- [Texto fornecido]:
# # # # # # #
Hattie McDaniel: primeira pessoa negra a ganhar um Oscar
Conquista não foi apenas um reconhecimento de talento, mas um grito de resistência e coragem em tempos de segregação e preconceito racial
Por Amanda Stabile
04|02|2025
Alterado em 04|02|2025
O Oscar, criado em 1927, é uma das premiações mais prestigiadas do cinema mundial. Desde sua primeira cerimônia, em 1929, a premiação tem sido marcada pela ausência de representatividade negra, especialmente nas categorias de atuação. Embora as contribuições de atores e atrizes negras para o cinema sejam notáveis, apenas seis atores negros receberam o cobiçado prêmio de Melhor Ator, e uma atriz negra foi premiada como Melhor Atriz.
Artistas negros vencedores do Oscar de Melhor Ator e Melhor Atriz
1964 – Sidney Poitier – Uma Voz nas Sombras (Lilies of the Field, 1963)
2002 – Denzel Washington – Dia de Treinamento (Training Day, 2001)
2002 – Halle Berry – A Última Ceia (Monster’s Ball, 2001)
2005 – Jamie Foxx – Ray (Ray, 2004)
2007 – Forest Whitaker – O Último Rei da Escócia (The Last King of Scotland, 2006)
2022 – Will Smith – King Richard: Criando Campeãs (King Richard, 2021)
Para que essas vitórias (mesmo que escassas) fossem possíveis, houve uma pioneira que, em 1940, desafiou todas as probabilidades e rompeu barreiras no Oscar, tornando-se a primeira pessoa negra a ganhar uma estatueta. Sua conquista não foi apenas um reconhecimento de talento, mas um grito de resistência e coragem em tempos de segregação racial e preconceito. Conheça a história de Hattie McDaniel:
Quem foi Hattie McDaniel?
©Gilles Petard
Filha caçula dos treze filhos do pastor batista Henry McDaniel e da cantora gospel Susan Holbert, Hattie McDaniel nasceu em 10 de junho de 1893 em Wichita, Kansas, nos Estados Unidos. Sua história familiar estava intimamente ligada à escravidão: sua avó paterna havia sido escravizada em um grande latifúndio da Virgínia e seu pai nasceu no mesmo contexto. Chegaram ao Kansas fugindo da extrema pobreza.
Hattie descobriu seu talento para a arte cedo. Em 1910, aos 15 anos de idade, foi a única afro-americana a participar do evento Women’s Christian Temperance Movement. Na ocasião, foi ovacionada e ganhou uma medalha de ouro ao recitar seu poema “Convict Joe”. A premiação a fez perceber o caminho que queria seguir na vida.
# # # # # # #
- [Dados registrados]:
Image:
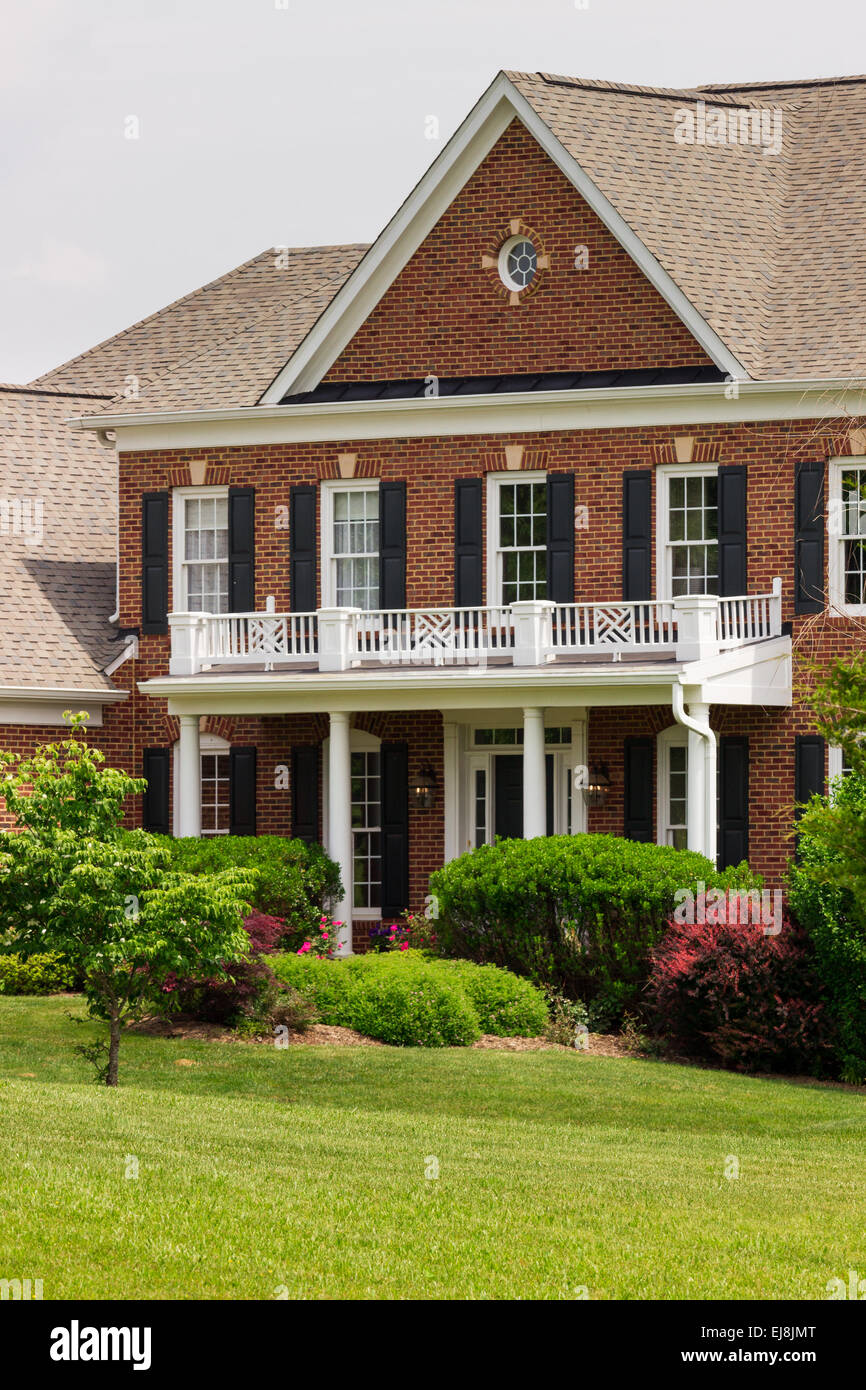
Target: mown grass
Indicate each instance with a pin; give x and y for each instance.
(303, 1169)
# # # # # # #
- [Tarefa curta]: Reescreva o trecho do texto sobre Hattie McDaniel entre "2005 – Jamie" e "foi Hattie McDaniel?", inclusive, trocando "pioneira" por "precursora".

- [Resposta]:
2005 – Jamie Foxx – Ray (Ray, 2004)
2007 – Forest Whitaker – O Último Rei da Escócia (The Last King of Scotland, 2006)
2022 – Will Smith – King Richard: Criando Campeãs (King Richard, 2021)
Para que essas vitórias (mesmo que escassas) fossem possíveis, houve uma precursora que, em 1940, desafiou todas as probabilidades e rompeu barreiras no Oscar, tornando-se a primeira pessoa negra a ganhar uma estatueta. Sua conquista não foi apenas um reconhecimento de talento, mas um grito de resistência e coragem em tempos de segregação racial e preconceito. Conheça a história de Hattie McDaniel:
Quem foi Hattie McDaniel?